Kerjakan Soal Berikut -
a - Menurut kutipan tentang tembang Turi-turi putih, siapakah Ki Sudrun?
b - Berdasarkan kutipan tentang tembang Turi-turi putih, jelaskan mengapa manusia tidak boleh statis.
c - Tuliskan kembali dengan persis bagian kutipan tentang tembang Turi-turi putih, mulai dari "Manusia kembang adalah" dan terus sampai "langsung enak, instan.".

NGAJI 'TURI-TURI PUTIH'



                Turi-turi putih
                Tak tandur ning kebun agung
                Seleret tiba nyemplung
                Mbok ira kembange opo.

INI  tembang Jawa kuno, yang dulu kerap ditembangkan oleh bocah-bocah yang bermain di halaman tatkala rembulan lagi bundar-bundarnya. Biasa ditembangkan bocah angon yang tengah menjaga kambingnya, atau anak sekolah ketika diminta gurunya untuk tampil di depan kelas. Kini tembang itu tidak lagi berkumandang. Anak-anak sekarang sebagian malah tak mengenalnya lagi.  Padahal betapa tingginya makna yang terkandung dalam Turi-turi putih. Betapa dalam ajaran yang berada dalam larik-larik tembang itu.
                Tembang itu dibuka dengan kata turi. Menurut Ki Sudrun, personel kelompok musik Kiai Kanjeng Yogyakarta, turi adalah bunga dari pohon turi. Bunga atau kembang. Tembang ini segera mengajak kita merenung: adakah yang lebih indah dari kembang? Kembang adalah perlambang keindahan, kerendahhatian, apik, dan tepat. Manusia semestinya mengikuti laku kembang, harus selalu berupaya untuk menjadi kembang, harus senantiasa berproses dan bertumbuh kembang. Tidak boleh statis supaya tidak sama kodratnya dengan batu, bangku, atau benda mati lainnya.
                Manusia kembang adalah manusia yang manfaat. Setiap pribadi perlu  berproses menjadi kembang-kembang: bagi dirinya dan  lingkungannya. Berproses, ibarat melewati godogan dalam kuali, berproses untuk matang dan menjadi sesuatu. Proses ini panjang dan berat. Sayangnya orang sekarang kerap tidak mau melewati proses, maunya langsung enak, instan.

Kumpulan Data -

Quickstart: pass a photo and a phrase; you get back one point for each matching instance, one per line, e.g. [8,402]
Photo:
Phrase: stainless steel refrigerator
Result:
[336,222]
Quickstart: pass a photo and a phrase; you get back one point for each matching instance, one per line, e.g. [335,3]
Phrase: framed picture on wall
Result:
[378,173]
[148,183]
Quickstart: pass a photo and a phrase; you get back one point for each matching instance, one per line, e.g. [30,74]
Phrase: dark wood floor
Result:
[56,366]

...

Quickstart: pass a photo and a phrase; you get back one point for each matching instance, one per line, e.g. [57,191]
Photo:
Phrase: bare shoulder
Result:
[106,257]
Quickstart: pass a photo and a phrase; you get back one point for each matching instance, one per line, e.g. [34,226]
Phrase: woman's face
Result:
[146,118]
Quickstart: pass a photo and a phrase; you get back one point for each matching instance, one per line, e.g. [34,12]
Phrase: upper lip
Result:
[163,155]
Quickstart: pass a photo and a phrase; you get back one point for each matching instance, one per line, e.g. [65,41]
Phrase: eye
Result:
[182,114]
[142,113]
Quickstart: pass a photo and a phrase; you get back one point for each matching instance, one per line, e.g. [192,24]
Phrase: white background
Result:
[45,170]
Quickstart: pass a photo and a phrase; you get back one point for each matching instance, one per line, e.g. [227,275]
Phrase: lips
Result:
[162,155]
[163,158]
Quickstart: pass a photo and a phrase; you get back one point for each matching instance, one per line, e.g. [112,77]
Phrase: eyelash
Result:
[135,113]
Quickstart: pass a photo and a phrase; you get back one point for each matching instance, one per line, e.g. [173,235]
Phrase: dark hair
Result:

Kunci Jawaban -
a - Ki Sudrun adalah personel kelompok musik Kiai Kanjeng Yogyakarta.

b - Manusia tidak boleh statis supaya kodratnya tidak sama dengan batu, bangku, atau benda mati lainnya. Manusia semestinya mengikuti laku kembang, yaitu senantiasa berproses dan bertumbuh kembang.

c -
Manusia kembang adalah manusia yang manfaat. Setiap pribadi perlu  berproses menjadi kembang-kembang: bagi dirinya dan  lingkungannya. Berproses, ibarat melewati godogan dalam kuali, berproses untuk matang dan menjadi sesuatu. Proses ini panjang dan berat. Sayangnya orang sekarang kerap tidak mau melewati proses, maunya langsung enak, instan.